Rédigez la suite de l'article sur la formation des enseignants à Yad Vashem, s'il vous plaît, en partant de sa dernière phrase.

### Article:
━━━━━━━━━━━━━━━━━━━━
Extrait du journal de Yad Vashem – Renouvellement de l’approche de formation des enseignants des écoles juives de France


Le temps n’est pas toujours un allié de l’enseignement. La répétition qui est la base de tout apprentissage contient en elle-même sa faiblesse. Tout en renforçant la mémorisation, elle peut provoquer la lassitude et pire, le sentiment de déjà vu, de déjà étudié qui provoque le désintérêt quand ce n’est pas le rejet.

C’est là, une difficulté à laquelle l’enseignement de l’histoire de la Shoah, comme d’autres, est confronté. Comment éviter la « fois de trop » de l’évocation du drame majeur du XXème siècle et risquer de lasser quand le devoir est impérieux.

Comment faire pour que cette mémoire ne s’estompe pas avant de s’effacer ?

Il n’y a pas de solution miracle ; il y a des pistes de réflexion qu’il nous faudra approfondir dans les années qui viennent.

Nous voudrions, dans le cadre de cet article présenter l’approche que nous avons initiée et mise en œuvre ces dernières années dans le cadre d’un partenariat entre le CAMPUS-FSJU et l’école internationale pour l’enseignement de la Shoah de Yad Vashem. Notre défi de départ était comment renouveler les séminaires de formation d’enseignants – c’est la vocation du CAMPUS-FSJU – à Yad Vashem ? Ceux-ci sont fréquentés par des francophones, par vagues successives, depuis la fin des Années 80 avec le soutien du Fonds Social Juif Unifié. Nous ne sommes plus dans l’époque des programmes standards proposés à tous, malgré la qualité du programme ; il est trop généraliste pour motiver encore de manière efficace. C’est pourquoi, notre réponse a été d’adapter chaque séminaire à chaque groupe scolaire ou à chaque réseau. L’attente n’est pas exactement la même si l’on vient d’une école ‘Habad, d’une école de l’ORT ou de l’Alliance. Certes, l’histoire est la même pour tous, il y a des incontournables, mais également des variants, car sur une semaine, on ne peut pas tout traiter de la même façon. La manière de mettre en lumière tel ou tel aspect de cette histoire douloureuse améliore l’écoute, car la formation vient aussi solliciter notre questionnement intérieur et personnel.
━━━━━━━━━━━━━━━━━━━━
### Enregistrements fournis:

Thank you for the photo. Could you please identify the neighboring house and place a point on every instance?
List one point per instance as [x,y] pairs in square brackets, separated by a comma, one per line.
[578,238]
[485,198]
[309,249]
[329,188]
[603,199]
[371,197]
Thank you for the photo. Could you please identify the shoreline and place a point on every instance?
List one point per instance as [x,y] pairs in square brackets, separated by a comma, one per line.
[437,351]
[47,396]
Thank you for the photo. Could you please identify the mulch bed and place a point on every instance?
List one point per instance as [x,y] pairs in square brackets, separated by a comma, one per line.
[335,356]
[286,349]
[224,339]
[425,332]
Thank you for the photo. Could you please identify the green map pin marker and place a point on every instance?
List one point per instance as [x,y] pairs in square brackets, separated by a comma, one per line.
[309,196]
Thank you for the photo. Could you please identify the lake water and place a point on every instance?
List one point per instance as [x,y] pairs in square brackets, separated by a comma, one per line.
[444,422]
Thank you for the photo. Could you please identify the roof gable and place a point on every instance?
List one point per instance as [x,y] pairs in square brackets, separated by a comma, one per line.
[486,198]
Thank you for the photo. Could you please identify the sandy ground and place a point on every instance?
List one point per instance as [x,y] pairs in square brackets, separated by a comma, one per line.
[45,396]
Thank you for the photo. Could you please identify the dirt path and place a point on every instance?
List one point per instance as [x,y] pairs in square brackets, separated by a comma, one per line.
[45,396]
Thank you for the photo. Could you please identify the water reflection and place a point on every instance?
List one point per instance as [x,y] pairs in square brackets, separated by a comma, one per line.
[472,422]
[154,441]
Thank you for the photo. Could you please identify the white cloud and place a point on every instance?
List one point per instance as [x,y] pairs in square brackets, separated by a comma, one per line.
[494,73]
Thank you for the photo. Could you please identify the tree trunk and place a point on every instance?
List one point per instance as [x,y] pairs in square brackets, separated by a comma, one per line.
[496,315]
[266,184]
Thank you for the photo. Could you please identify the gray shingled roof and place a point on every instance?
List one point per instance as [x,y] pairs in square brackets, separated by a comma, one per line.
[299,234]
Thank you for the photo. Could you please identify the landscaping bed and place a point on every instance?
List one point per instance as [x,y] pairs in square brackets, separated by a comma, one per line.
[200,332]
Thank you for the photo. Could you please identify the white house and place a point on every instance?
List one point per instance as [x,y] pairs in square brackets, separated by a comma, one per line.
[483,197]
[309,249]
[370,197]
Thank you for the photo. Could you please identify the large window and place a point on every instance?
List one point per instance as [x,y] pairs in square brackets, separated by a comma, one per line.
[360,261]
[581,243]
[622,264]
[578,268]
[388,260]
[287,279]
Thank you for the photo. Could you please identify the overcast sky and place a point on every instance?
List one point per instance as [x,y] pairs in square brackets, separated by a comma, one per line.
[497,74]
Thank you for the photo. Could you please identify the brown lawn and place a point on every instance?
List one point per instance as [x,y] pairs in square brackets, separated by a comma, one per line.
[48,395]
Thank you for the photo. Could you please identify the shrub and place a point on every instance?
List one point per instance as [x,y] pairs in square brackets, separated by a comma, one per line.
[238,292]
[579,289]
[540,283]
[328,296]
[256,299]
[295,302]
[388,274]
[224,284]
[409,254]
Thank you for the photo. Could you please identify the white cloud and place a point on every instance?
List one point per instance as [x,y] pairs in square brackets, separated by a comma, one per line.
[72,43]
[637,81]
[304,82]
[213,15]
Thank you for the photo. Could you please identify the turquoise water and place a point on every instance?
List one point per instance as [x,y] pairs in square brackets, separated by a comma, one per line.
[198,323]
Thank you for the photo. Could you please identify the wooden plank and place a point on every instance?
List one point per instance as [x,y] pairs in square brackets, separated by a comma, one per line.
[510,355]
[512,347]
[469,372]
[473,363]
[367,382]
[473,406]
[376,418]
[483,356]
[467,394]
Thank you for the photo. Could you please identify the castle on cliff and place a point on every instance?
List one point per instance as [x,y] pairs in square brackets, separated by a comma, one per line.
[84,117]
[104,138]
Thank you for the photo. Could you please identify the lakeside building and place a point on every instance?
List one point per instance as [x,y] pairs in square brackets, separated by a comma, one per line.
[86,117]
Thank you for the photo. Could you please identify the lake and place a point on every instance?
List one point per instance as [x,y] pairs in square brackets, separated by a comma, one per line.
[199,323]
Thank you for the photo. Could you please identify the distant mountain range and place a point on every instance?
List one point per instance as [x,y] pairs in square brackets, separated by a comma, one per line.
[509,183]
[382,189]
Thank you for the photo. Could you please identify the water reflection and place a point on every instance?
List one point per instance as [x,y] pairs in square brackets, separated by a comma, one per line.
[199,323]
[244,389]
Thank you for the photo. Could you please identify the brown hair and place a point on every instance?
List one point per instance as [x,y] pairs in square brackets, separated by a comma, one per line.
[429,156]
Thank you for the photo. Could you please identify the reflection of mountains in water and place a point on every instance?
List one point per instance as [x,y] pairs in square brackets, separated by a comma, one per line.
━━━━━━━━━━━━━━━━━━━━
### Réponse:
Évoquer la personnalité et l’action du Grand Rabbi Henri Schilli pendant la Seconde Guerre pour des enseignants d’une école qui porte justement ce nom, n’a pas la même résonnance que pour une équipe pédagogique d’une autre structure. Enseigner à des adolescents d’un Lycée Technologique et Professionnel ne s’aborde pas de la même façon qu’en Primaire. Aucune formation ne ressemble plus à une autre ; les programmes sont faits sur mesure en fonction du groupe accueilli. Ceci créé d’emblée, une attente renouvelée de la part des équipes qui va ensuite se répercuter sur l’enseignement aux élèves. Chacun aura à cœur d’orienter le choix pédagogique en fonction de son public, sans rien changer ou négliger du côté des fondamentaux. Tout ne peut être dit en une fois, chaque année doit développer un éclairage spécifique et c’est l’ensemble de ces approches qui sera à même de constituer la mémoire durable des prochaines générations.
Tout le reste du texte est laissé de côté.